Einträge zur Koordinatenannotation
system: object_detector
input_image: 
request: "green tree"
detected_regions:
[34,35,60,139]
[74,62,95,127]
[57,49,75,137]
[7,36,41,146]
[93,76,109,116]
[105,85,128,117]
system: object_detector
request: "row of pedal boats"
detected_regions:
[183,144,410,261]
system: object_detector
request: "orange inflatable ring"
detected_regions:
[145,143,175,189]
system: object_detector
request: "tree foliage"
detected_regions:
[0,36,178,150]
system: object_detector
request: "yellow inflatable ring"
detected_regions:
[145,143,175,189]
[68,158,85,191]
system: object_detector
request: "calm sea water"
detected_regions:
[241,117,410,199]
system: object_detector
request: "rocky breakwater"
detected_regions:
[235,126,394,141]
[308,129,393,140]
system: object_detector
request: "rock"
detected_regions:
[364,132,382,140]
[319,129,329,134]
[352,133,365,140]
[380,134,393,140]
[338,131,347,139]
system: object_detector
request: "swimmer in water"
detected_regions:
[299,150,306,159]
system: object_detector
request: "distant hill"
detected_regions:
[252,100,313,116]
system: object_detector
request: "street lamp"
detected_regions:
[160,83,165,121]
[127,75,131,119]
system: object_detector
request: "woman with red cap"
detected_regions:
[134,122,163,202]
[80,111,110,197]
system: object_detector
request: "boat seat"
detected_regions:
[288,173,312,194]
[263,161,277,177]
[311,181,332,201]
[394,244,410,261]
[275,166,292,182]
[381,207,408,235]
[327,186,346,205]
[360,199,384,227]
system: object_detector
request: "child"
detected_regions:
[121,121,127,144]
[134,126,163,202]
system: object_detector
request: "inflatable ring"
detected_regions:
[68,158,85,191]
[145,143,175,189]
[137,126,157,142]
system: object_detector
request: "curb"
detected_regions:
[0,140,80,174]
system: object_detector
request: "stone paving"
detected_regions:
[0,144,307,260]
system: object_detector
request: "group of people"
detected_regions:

**AUFGABENSTELLUNG**: Gib bitte die Zeilen oben noch einmal wieder und tausche dabei überall „inflatable ring“ gegen „swim ring“ aus. Alles andere bleibt unverändert.

**VOLLSTÄNDIGE ANTWORT**:
system: object_detector
input_image: 
request: "green tree"
detected_regions:
[34,35,60,139]
[74,62,95,127]
[57,49,75,137]
[7,36,41,146]
[93,76,109,116]
[105,85,128,117]
system: object_detector
request: "row of pedal boats"
detected_regions:
[183,144,410,261]
system: object_detector
request: "orange swim ring"
detected_regions:
[145,143,175,189]
system: object_detector
request: "tree foliage"
detected_regions:
[0,36,178,150]
system: object_detector
request: "yellow swim ring"
detected_regions:
[145,143,175,189]
[68,158,85,191]
system: object_detector
request: "calm sea water"
detected_regions:
[241,117,410,199]
system: object_detector
request: "rocky breakwater"
detected_regions:
[235,126,394,141]
[308,129,393,140]
system: object_detector
request: "rock"
detected_regions:
[364,132,382,140]
[319,129,329,134]
[352,133,365,140]
[380,134,393,140]
[338,131,347,139]
system: object_detector
request: "swimmer in water"
detected_regions:
[299,150,306,159]
system: object_detector
request: "distant hill"
detected_regions:
[252,100,313,116]
system: object_detector
request: "street lamp"
detected_regions:
[160,83,165,121]
[127,75,131,119]
system: object_detector
request: "woman with red cap"
detected_regions:
[134,122,163,202]
[80,111,110,197]
system: object_detector
request: "boat seat"
detected_regions:
[288,173,312,194]
[263,161,277,177]
[311,181,332,201]
[394,244,410,261]
[275,166,292,182]
[381,207,408,235]
[327,186,346,205]
[360,199,384,227]
system: object_detector
request: "child"
detected_regions:
[121,121,127,144]
[134,126,163,202]
system: object_detector
request: "swim ring"
detected_regions:
[68,158,85,191]
[145,143,175,189]
[137,126,157,142]
system: object_detector
request: "curb"
detected_regions:
[0,140,80,174]
system: object_detector
request: "stone paving"
detected_regions:
[0,144,307,260]
system: object_detector
request: "group of people"
detected_regions:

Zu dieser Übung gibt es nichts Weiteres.